> _Exercise details_: Pick out each line in the entries below that contains the word "leaf", copying every such line in full. Match it with case counting.

----------

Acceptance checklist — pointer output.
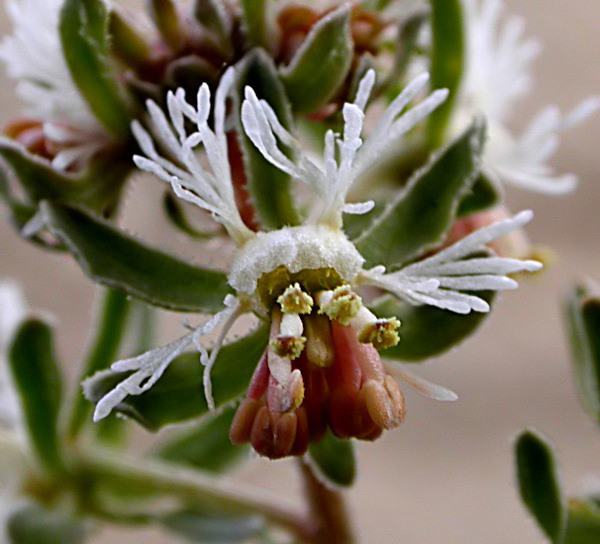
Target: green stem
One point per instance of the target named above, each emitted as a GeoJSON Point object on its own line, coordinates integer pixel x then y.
{"type": "Point", "coordinates": [104, 350]}
{"type": "Point", "coordinates": [447, 62]}
{"type": "Point", "coordinates": [328, 511]}
{"type": "Point", "coordinates": [193, 489]}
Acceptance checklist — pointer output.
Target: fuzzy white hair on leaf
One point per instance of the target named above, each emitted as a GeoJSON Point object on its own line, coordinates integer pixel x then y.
{"type": "Point", "coordinates": [440, 279]}
{"type": "Point", "coordinates": [210, 190]}
{"type": "Point", "coordinates": [345, 156]}
{"type": "Point", "coordinates": [149, 367]}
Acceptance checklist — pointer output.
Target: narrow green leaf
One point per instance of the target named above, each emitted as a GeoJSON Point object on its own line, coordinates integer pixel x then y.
{"type": "Point", "coordinates": [213, 15]}
{"type": "Point", "coordinates": [206, 446]}
{"type": "Point", "coordinates": [213, 528]}
{"type": "Point", "coordinates": [539, 484]}
{"type": "Point", "coordinates": [32, 524]}
{"type": "Point", "coordinates": [322, 62]}
{"type": "Point", "coordinates": [165, 17]}
{"type": "Point", "coordinates": [418, 219]}
{"type": "Point", "coordinates": [84, 37]}
{"type": "Point", "coordinates": [176, 215]}
{"type": "Point", "coordinates": [583, 523]}
{"type": "Point", "coordinates": [179, 395]}
{"type": "Point", "coordinates": [254, 23]}
{"type": "Point", "coordinates": [427, 331]}
{"type": "Point", "coordinates": [483, 195]}
{"type": "Point", "coordinates": [334, 459]}
{"type": "Point", "coordinates": [268, 186]}
{"type": "Point", "coordinates": [112, 258]}
{"type": "Point", "coordinates": [583, 321]}
{"type": "Point", "coordinates": [39, 383]}
{"type": "Point", "coordinates": [447, 61]}
{"type": "Point", "coordinates": [98, 186]}
{"type": "Point", "coordinates": [35, 175]}
{"type": "Point", "coordinates": [103, 351]}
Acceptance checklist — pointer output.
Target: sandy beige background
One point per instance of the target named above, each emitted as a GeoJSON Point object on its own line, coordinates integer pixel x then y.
{"type": "Point", "coordinates": [447, 475]}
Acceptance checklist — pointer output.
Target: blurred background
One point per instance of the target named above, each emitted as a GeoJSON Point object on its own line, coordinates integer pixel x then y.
{"type": "Point", "coordinates": [447, 474]}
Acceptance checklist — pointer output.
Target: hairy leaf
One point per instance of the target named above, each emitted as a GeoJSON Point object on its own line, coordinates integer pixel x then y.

----------

> _Output for this task_:
Target: fuzzy white hair on leaf
Target: narrow green leaf
Target: hairy leaf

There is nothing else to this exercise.